* **PROBLEM TO SOLVE**
List every person the text on Maura O'Connell names, apart from O'Connell herself.

* **TEXT SHOWN**
::::

Singing "this and that" — mostly traditional

music — got Maura work in the folk clubs, "for fun," she

emphasizes; taking off work from the fish store she fully expected

to spend her life running, running instead up to sing in the clubs

of Dublin and Galway, where, one night, Frankie Gavin and Jackie Daly

of De Danann heard her, "and I got a phone call," says O’Connell.

She joined the group in 1980, just 21 years old, and they took off

for America.

With Maura as lead vocalist, they made their best selling album to

date, "The Star Spangled Molly." The album featured Irish

reels and jigs and a heart-rending version, by Maura, of the tender

ballad "Maggie," one of her most-requested numbers, and one

that illustrates Maura’s matchless ability to rip out the heart of

the listener. She repeats the feat on "Wandering Home," with

more traditional numbers such as "Teddy O’Neill."

"I may have found the blues in Irish music," O’Connell admits,

when she speaks of the making of "Wandering Home."

"I had spent the afternoon with Dolores Keane [another former

De Danann vocalist] and her aunts. And when they sang the sad songs,

`keened’ as we say, it really evoked the blues to me. The songs are

so sad, and that’s what the blues is about — hard times, and pulling

the beauty out of something like that. In my show, I talk about the

fact that there are no traditional Irish love songs that aren’t tragic."

Certainly, Maura could have had a fine career if she had gone on keening

for De Danann indefinitely, not that she’s any slouch on the upbeat

numbers, either. But in common with Dolores Keane, Mary Black, and

other former vocalists for the group, Maura’s tenure was short-lived.

After two years, she left.

"Well, we’re larger-than-life women," she explains with a

laugh. "I think the band has a knack for finding people who are

pretty good with a song, and interestingly, that usually means that

person has a vision. I couldn’t commit full-time just to De Danann.

If I was going to be in the music business, I really felt that I should

devote myself to what interested me more than anything else."

::::

* **RECORDS**

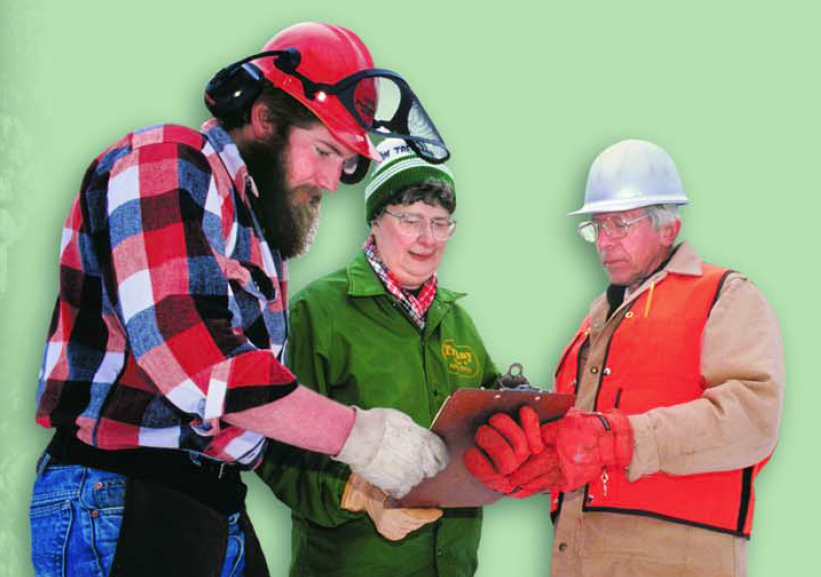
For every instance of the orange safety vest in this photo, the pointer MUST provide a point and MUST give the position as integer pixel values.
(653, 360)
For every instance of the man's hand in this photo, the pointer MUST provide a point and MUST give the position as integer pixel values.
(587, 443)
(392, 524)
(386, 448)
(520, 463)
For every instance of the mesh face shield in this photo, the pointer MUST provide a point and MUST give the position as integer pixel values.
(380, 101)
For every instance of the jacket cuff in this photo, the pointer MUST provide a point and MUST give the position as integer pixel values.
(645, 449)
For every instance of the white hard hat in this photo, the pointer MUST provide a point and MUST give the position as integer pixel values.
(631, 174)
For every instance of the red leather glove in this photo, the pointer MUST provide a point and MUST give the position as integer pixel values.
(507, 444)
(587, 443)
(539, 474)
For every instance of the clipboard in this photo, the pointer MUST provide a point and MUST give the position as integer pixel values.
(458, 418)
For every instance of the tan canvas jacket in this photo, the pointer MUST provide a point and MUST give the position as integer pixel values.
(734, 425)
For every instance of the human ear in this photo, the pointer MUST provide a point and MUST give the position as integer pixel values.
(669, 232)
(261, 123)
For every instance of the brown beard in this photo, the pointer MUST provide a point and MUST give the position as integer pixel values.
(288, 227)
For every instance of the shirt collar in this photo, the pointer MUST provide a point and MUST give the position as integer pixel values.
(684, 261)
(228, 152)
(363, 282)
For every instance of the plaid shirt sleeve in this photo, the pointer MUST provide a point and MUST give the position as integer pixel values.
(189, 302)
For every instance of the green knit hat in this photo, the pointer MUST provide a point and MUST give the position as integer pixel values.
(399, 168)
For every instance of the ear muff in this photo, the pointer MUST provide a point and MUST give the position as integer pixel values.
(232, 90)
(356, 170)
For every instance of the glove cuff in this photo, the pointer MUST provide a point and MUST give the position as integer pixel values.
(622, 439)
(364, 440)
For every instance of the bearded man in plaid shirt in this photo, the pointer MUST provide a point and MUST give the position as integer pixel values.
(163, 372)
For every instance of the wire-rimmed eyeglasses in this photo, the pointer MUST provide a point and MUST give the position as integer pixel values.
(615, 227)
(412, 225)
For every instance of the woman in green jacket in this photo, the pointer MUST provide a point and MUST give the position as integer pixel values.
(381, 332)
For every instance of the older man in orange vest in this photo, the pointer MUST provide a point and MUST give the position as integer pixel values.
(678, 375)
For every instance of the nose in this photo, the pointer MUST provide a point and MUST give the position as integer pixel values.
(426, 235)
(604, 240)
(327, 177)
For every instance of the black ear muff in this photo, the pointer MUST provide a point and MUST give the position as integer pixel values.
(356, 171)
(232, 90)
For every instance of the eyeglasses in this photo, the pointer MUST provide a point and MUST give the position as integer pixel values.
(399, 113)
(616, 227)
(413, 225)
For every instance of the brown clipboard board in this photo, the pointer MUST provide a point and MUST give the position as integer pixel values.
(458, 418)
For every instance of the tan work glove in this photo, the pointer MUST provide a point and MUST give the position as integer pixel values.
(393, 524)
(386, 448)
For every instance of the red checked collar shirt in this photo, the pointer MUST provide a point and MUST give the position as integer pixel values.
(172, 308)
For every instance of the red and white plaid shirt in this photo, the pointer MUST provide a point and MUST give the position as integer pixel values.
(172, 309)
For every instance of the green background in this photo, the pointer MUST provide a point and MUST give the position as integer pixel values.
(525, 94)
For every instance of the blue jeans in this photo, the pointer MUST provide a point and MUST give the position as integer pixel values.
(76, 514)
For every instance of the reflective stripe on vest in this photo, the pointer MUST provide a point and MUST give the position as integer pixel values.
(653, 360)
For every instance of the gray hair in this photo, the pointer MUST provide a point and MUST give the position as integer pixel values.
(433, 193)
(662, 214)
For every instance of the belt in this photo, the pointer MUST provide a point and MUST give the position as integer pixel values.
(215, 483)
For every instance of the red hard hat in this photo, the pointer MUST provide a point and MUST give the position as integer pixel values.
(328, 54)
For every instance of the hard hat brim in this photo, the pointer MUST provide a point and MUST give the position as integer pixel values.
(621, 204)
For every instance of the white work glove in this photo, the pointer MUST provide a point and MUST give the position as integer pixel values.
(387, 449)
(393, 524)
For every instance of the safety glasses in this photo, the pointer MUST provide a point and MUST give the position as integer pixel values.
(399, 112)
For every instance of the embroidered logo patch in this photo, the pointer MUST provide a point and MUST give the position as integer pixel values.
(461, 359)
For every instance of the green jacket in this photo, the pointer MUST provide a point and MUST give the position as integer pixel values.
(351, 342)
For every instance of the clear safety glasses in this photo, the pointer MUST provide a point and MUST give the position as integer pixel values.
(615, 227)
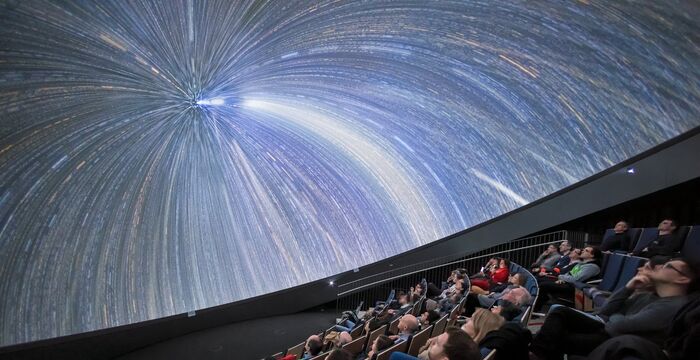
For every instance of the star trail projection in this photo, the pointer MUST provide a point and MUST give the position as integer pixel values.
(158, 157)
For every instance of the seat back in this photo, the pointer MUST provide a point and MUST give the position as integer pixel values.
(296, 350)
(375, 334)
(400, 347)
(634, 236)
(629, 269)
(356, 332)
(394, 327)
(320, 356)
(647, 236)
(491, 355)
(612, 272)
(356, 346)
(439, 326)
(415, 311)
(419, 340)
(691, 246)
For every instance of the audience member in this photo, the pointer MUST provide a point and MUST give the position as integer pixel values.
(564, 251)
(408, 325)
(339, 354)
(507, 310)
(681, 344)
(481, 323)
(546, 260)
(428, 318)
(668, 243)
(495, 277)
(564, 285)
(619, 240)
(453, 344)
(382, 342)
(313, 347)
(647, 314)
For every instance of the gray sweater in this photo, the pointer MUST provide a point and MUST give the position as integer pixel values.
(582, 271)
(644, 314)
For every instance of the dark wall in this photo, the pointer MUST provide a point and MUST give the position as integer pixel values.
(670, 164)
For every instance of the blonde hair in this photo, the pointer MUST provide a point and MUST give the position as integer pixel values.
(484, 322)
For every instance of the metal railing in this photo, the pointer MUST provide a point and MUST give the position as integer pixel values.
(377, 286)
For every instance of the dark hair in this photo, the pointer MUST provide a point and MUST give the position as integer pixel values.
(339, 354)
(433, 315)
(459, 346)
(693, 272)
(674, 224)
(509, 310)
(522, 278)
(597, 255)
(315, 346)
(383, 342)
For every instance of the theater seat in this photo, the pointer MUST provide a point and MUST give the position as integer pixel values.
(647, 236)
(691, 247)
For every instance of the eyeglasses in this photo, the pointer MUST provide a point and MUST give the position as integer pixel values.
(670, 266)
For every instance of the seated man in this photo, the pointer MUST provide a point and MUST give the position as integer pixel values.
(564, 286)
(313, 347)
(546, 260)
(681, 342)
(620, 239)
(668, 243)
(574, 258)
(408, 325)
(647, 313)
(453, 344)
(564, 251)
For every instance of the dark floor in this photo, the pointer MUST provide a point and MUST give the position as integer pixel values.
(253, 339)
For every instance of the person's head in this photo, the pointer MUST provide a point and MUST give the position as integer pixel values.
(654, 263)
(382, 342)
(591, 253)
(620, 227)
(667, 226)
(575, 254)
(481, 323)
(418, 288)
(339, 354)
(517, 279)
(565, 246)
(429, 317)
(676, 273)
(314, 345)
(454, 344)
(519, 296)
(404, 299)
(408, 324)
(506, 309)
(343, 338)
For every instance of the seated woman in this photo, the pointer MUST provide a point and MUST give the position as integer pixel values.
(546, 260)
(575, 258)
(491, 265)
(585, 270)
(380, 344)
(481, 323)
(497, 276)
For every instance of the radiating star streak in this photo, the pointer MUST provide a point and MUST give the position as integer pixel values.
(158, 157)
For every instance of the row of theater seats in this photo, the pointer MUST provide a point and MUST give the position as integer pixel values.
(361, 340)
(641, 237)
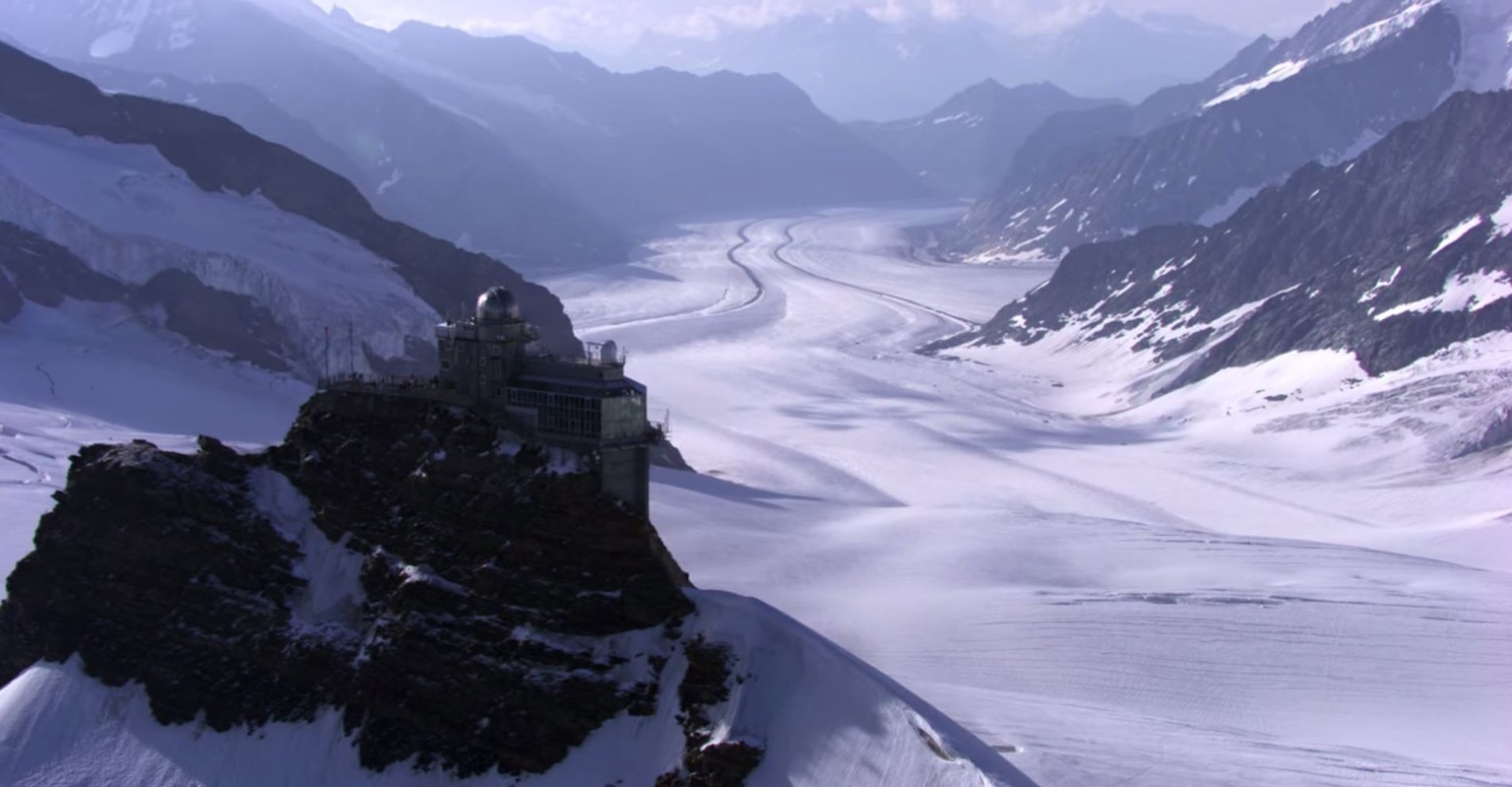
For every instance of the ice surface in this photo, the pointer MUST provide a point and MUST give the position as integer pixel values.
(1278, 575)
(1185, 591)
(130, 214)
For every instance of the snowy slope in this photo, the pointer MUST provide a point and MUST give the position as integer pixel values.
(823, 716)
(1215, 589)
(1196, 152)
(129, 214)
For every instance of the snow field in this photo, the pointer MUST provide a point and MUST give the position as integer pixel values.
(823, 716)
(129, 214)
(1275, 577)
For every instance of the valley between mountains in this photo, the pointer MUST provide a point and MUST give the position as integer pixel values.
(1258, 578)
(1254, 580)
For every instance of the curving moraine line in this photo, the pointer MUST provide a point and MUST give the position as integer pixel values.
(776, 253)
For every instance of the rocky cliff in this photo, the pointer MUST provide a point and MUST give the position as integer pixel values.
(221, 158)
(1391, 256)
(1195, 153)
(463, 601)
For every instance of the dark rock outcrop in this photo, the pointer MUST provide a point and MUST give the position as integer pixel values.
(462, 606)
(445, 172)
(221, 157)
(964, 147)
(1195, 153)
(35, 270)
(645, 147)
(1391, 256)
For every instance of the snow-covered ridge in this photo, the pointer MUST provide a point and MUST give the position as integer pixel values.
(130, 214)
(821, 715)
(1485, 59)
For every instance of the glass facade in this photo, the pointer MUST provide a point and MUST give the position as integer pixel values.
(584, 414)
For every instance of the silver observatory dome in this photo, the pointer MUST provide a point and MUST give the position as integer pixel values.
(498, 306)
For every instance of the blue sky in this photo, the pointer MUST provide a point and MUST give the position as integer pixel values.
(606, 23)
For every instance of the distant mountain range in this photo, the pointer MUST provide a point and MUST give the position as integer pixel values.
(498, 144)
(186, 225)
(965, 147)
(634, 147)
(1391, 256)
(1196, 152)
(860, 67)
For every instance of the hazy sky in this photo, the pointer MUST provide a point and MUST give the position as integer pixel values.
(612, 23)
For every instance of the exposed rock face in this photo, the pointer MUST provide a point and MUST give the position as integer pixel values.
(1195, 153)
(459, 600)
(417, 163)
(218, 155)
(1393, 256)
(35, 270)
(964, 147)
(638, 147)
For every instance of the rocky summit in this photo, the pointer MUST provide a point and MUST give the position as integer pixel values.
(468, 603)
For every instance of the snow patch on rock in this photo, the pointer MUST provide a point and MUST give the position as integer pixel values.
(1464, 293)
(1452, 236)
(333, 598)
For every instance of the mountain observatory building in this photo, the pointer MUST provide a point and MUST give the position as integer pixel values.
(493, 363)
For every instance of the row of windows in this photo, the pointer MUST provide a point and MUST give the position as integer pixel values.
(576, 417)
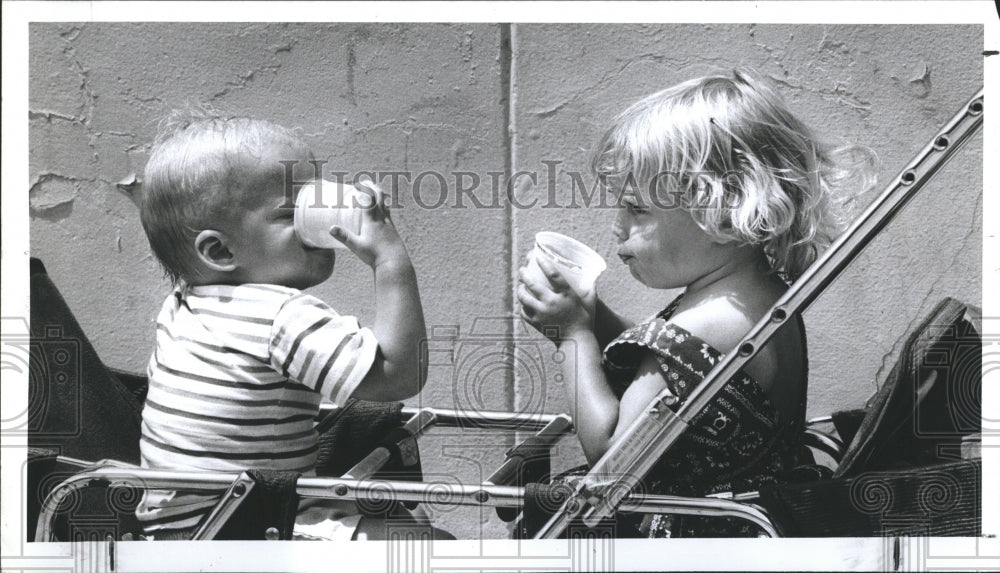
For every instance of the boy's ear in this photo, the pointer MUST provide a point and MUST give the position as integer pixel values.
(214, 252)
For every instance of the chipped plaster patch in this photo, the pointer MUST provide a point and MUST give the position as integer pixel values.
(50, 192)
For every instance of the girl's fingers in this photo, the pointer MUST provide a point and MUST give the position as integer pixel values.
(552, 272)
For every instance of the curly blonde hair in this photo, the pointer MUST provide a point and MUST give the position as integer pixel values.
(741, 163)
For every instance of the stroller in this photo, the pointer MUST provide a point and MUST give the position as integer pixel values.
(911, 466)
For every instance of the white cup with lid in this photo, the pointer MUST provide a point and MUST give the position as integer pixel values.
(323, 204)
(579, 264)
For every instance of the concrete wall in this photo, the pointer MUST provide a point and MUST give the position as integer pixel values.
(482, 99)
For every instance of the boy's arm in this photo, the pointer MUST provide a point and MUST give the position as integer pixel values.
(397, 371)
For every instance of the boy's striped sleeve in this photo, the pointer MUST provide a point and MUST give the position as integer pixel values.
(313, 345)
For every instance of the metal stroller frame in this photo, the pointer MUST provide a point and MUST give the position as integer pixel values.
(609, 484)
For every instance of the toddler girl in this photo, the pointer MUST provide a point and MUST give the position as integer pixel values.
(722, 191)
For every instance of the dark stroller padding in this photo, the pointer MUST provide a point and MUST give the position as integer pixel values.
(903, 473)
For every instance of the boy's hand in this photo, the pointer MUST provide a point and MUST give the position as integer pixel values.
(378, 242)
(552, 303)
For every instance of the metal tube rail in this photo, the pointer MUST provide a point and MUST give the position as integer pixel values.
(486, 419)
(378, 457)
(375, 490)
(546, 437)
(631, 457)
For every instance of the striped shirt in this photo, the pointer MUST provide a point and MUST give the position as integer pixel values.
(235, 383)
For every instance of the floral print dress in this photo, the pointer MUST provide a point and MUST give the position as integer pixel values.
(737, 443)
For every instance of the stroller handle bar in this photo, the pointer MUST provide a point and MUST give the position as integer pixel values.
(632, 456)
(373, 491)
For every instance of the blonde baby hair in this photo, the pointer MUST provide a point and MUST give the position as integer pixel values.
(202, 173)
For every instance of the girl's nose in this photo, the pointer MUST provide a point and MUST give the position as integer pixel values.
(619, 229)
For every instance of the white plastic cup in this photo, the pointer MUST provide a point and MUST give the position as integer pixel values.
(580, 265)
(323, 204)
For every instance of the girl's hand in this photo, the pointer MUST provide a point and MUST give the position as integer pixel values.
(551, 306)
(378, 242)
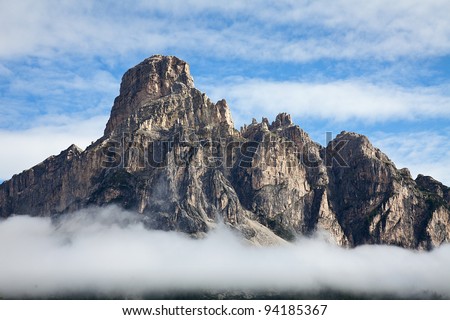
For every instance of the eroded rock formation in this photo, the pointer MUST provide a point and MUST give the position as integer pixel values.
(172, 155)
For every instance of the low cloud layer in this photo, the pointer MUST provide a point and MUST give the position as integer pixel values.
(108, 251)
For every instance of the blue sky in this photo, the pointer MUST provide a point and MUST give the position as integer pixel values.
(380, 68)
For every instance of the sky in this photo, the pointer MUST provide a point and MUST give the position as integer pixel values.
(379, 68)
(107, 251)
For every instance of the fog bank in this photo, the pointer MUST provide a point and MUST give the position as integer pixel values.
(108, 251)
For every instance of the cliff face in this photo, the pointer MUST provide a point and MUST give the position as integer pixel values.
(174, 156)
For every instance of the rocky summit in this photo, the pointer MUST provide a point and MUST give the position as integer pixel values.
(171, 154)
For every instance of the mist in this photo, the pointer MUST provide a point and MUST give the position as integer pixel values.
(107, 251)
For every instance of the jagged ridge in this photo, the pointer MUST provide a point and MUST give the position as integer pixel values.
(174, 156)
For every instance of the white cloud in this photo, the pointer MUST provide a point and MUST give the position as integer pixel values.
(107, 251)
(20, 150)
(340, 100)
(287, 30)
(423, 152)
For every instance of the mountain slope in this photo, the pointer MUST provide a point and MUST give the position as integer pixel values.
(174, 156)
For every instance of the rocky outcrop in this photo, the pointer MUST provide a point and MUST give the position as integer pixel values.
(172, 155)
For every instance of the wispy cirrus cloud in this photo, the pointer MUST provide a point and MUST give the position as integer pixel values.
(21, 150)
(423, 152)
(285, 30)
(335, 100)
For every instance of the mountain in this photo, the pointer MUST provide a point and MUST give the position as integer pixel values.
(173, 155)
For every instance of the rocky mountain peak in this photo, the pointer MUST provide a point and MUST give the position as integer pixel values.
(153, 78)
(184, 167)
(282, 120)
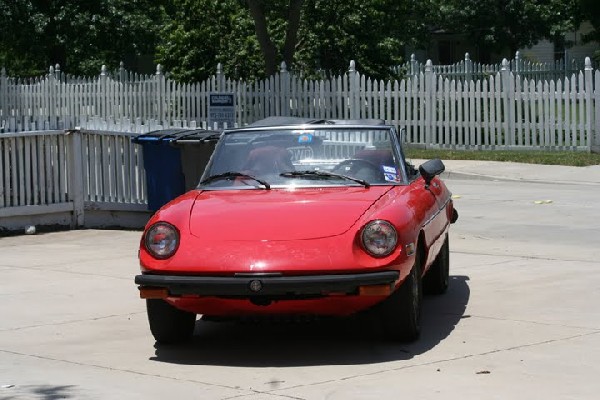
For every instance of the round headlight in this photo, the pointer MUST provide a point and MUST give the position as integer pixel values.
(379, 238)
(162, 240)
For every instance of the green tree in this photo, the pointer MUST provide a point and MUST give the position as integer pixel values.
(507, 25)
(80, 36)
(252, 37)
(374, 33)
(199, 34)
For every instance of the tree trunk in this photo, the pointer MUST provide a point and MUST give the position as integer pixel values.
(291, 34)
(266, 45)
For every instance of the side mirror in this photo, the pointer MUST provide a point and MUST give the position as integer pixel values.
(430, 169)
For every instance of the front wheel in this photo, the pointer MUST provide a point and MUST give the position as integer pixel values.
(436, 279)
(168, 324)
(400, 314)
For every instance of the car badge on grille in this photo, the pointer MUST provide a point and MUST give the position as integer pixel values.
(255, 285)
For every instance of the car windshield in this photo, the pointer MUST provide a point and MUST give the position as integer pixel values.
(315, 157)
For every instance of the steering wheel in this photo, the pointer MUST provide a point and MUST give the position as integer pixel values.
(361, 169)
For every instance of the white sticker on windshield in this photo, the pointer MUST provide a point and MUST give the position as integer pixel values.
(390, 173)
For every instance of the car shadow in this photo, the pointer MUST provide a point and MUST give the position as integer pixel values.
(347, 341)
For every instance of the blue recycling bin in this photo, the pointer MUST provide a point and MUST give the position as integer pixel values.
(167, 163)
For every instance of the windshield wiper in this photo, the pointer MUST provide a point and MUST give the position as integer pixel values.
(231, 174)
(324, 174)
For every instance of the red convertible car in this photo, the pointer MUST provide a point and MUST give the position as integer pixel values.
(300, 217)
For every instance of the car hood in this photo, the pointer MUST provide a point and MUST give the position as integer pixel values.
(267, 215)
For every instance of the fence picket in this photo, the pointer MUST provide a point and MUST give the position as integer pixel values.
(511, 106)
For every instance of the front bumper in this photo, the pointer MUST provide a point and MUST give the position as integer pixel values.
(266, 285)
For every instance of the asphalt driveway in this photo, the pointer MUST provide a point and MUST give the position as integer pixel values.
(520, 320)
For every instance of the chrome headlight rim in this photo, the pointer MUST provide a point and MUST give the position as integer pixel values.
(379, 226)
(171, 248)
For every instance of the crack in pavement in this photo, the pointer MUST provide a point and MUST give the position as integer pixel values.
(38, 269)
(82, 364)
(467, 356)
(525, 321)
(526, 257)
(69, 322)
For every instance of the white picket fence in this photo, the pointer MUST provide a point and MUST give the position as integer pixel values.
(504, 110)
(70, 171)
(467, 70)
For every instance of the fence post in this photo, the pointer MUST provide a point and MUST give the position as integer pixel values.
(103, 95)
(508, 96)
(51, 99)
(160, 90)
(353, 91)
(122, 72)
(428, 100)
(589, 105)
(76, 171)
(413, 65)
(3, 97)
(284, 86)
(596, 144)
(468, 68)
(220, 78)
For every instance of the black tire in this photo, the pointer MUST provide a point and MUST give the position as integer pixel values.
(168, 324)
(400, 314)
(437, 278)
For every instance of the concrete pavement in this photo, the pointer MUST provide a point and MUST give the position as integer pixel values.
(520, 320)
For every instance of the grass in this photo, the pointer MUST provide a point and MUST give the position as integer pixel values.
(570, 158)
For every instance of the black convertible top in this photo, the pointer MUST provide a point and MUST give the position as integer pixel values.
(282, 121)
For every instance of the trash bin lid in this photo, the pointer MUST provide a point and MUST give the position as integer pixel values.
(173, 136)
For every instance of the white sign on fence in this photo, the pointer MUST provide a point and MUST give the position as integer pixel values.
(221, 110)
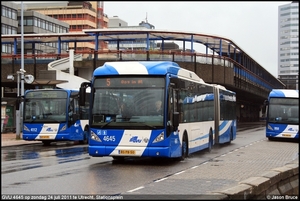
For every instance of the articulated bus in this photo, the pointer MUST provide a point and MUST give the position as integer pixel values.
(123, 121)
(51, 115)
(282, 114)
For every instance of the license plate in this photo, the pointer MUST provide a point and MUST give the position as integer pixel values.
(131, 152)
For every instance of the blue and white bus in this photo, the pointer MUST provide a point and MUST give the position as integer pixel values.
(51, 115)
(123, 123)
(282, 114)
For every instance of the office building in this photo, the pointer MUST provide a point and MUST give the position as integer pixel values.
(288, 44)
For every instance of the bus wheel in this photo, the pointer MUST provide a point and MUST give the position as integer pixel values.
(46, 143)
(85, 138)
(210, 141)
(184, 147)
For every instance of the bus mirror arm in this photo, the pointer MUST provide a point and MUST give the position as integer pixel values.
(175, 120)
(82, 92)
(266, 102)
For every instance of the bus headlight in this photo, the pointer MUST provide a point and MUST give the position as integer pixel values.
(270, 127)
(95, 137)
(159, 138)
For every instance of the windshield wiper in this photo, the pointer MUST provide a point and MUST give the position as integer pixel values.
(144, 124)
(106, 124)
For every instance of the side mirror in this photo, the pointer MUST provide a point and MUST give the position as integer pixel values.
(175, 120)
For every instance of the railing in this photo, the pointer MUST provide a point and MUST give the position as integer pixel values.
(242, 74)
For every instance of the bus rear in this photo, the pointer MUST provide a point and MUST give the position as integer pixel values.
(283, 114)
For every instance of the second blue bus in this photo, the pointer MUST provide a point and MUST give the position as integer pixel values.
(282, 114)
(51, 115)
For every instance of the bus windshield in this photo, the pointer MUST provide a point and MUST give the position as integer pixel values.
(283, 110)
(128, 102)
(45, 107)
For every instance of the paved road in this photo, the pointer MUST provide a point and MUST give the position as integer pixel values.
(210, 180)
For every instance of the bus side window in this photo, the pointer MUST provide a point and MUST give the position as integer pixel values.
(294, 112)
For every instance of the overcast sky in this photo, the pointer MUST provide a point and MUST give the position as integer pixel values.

::::

* **WRITTEN RESPONSE**
Frankie Gavin, Jackie Daly, Dolores Keane, Mary Black